**Problem to work on**:
Exact copies of all the entries are required.

**Input data**:

--

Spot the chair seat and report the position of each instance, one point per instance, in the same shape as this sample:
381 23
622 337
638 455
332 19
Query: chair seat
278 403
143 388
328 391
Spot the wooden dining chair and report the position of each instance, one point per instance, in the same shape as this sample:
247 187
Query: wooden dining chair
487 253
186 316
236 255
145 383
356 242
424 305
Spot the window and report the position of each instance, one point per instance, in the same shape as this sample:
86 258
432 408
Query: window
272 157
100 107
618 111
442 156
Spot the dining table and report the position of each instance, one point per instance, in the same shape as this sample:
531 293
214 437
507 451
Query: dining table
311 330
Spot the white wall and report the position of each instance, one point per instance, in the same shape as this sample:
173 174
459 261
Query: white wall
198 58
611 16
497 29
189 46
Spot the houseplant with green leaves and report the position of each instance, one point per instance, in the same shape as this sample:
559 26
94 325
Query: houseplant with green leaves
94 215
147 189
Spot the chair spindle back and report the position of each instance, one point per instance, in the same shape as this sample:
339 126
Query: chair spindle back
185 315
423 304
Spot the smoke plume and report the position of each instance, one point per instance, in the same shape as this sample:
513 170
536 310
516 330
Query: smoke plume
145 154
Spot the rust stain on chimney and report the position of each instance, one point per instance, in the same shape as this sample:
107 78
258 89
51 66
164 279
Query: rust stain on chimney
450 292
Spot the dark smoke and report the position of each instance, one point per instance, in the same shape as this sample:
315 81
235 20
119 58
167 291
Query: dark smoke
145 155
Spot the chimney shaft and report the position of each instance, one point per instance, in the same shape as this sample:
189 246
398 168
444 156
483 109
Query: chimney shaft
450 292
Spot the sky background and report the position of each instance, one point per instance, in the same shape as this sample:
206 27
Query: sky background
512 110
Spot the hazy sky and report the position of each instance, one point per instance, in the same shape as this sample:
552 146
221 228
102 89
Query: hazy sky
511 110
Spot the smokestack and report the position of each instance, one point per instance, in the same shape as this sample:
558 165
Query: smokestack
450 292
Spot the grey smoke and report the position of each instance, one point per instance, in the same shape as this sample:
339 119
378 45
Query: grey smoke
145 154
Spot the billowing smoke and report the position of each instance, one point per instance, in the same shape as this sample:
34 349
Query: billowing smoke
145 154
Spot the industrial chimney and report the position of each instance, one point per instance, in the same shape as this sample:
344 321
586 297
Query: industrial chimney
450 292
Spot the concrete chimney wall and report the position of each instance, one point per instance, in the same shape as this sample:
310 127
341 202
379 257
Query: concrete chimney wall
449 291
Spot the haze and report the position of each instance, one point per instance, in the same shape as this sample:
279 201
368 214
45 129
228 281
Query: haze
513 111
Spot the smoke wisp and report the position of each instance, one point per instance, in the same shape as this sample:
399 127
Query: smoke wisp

--

**Task response**:
Spot the chair seat and report the position of each instance, one point per instance, in the same shape as this sample:
381 23
622 337
638 455
332 19
Query: chair seat
278 403
143 388
328 391
Spot the wooden dining chair and report the position of each instance, one point per instance, in the same shape as this sample:
247 187
Query: wooden dining chair
487 253
186 316
236 255
145 383
356 242
424 305
Spot the window and report the position of each instance, one point per instance, in the same shape as this sample:
86 258
432 408
Query: window
272 157
100 107
618 111
442 156
Spot the dining table and report the position of each instance, one point per instance, in the same shape as this sample:
531 293
214 437
507 451
Query: dining table
311 330
Spot the white wall and report the position of each instance, one point per instance, in the same shape as this sample:
173 174
459 261
Query: white wall
198 58
611 16
497 29
189 46
Spot the houseplant with green leaves and report the position of each instance, one point per instance, in the same shape as this sample:
559 26
94 325
Query: houseplant with green leaves
94 215
147 189
Spot the chair spindle back and report the position of each instance, one point per instance, in the same shape as this sample:
339 126
Query: chair spindle back
185 315
423 304
Spot the smoke plume and report the position of each instance, one point per instance, in the same shape as this sample:
513 170
536 310
516 330
Query: smoke plume
145 154
Spot the rust stain on chimney and report the position of each instance, one point per instance, in the same shape as this sample:
107 78
258 89
51 66
164 279
Query: rust stain on chimney
450 292
Spot the dark smoke and report the position of each instance, one point per instance, in the same shape as this sample:
315 81
235 20
119 58
167 291
Query: dark smoke
145 155
Spot the chimney shaft and report the position of each instance, one point per instance, in the same shape as this sample:
189 246
398 168
444 156
483 109
Query: chimney shaft
450 292
Spot the sky background and report the position of each instance, one point per instance, in the same shape as this sample:
206 27
Query: sky background
512 110
Spot the hazy sky and report the position of each instance, one point per instance, in the same shape as this sample:
552 146
221 228
102 89
Query: hazy sky
511 110
Spot the smokestack and report the position of each instance, one point per instance, in the same shape as this sample:
558 165
Query: smokestack
450 292
Spot the grey smoke and report the position of each instance, one point per instance, in the same shape as this sample:
339 119
378 45
Query: grey smoke
145 154
Spot the billowing smoke and report the position of each instance, one point per instance, in the same shape as this sample:
34 349
Query: billowing smoke
145 154
Spot the industrial chimney and report the position of each instance, one point per instance, in the same shape as this sample:
344 321
586 297
Query: industrial chimney
450 292
Spot the concrete chimney wall and report the position of each instance, one point per instance, in the same shape as this sample:
310 127
341 202
379 257
Query: concrete chimney wall
449 291
Spot the haze and report the position of each instance, one point per instance, in the same shape as this sample:
279 201
368 214
45 129
228 281
Query: haze
513 111
Spot the smoke wisp and report the position of each instance, one point per instance, in the same shape as this sample:
399 127
Query: smoke wisp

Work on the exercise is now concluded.